Return exactly these lines and no others: the one containing "Query: rocky cliff face" and all that follow it to the end of the listing below.

** Opening RECORDS PROVIDED block **

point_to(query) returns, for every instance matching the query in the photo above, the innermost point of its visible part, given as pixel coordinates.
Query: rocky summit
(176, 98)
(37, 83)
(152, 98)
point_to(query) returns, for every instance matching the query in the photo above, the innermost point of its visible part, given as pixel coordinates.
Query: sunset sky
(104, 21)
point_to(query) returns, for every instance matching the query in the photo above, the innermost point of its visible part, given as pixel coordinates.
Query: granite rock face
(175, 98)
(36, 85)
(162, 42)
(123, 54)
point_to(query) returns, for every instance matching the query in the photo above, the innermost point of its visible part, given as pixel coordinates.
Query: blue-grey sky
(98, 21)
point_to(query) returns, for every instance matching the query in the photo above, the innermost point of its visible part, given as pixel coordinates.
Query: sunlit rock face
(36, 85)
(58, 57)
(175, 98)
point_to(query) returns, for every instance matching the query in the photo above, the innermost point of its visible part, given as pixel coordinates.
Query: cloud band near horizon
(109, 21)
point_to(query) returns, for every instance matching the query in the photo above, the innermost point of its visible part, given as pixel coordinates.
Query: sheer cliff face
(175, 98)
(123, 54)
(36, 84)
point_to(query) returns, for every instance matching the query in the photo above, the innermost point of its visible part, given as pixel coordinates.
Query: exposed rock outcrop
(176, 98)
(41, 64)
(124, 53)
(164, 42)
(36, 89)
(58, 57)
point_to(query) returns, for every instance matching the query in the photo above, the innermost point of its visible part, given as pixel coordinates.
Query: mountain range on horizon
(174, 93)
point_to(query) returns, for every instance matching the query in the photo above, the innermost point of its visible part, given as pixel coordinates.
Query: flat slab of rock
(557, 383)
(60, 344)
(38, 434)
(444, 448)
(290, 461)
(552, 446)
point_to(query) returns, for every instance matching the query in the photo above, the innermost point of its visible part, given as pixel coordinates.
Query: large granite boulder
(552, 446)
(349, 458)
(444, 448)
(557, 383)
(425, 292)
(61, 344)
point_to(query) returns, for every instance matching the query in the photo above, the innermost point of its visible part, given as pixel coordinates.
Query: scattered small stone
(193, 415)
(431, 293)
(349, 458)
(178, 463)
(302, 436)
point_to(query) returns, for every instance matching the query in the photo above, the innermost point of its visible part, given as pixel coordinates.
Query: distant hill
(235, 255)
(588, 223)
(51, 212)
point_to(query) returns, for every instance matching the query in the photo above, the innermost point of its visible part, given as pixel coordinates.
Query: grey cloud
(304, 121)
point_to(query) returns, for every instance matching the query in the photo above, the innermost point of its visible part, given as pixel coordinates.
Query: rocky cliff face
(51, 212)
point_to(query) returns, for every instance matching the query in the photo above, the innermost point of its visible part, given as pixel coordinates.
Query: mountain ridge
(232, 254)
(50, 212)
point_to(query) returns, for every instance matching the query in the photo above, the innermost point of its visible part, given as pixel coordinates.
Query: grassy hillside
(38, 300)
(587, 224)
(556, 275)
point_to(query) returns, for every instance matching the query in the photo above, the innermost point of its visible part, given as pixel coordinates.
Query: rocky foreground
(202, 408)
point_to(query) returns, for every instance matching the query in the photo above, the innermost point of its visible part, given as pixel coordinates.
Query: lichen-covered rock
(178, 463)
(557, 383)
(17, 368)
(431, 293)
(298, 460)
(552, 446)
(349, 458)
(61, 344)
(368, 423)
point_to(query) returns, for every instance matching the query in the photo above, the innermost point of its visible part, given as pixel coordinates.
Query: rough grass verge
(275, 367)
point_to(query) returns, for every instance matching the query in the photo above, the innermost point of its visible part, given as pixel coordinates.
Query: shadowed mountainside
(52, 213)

** Closing RECORDS PROVIDED block **

:: EXERCISE ANSWER ::
Query: rocky cliff face
(51, 212)
point_to(query) returns, for every instance matching the query in the photo above, the innermost point of its visible part, given as pixel coordinates.
Query: mountain ridge
(232, 254)
(50, 212)
point_to(query) returns, for every instance matching the query in the photo above, the innermost point of its visible part, given as pixel coordinates.
Query: grassy hillside
(38, 300)
(587, 224)
(556, 275)
point_to(query) returns, for every instance matching the query in the photo above, the innermost point of its visible part, given as pixel coordinates.
Query: rocky foreground
(202, 408)
point_to(query) returns, for every instance matching the query in the photo above, the innermost point of its visible part, given as pixel coordinates.
Query: lichen-covered rock
(178, 463)
(557, 383)
(17, 368)
(431, 293)
(298, 460)
(552, 446)
(349, 458)
(61, 344)
(368, 423)
point_to(query) returns, for every instance matching the query in the photo above, the innermost point of its visible part, given as pixel coordinates.
Query: rough grass verge
(275, 367)
point_to(query) returns, for every instance matching the query in the photo above, the innermost point of its visible part, given as pixel coordinates.
Query: shadowed mountainside
(52, 213)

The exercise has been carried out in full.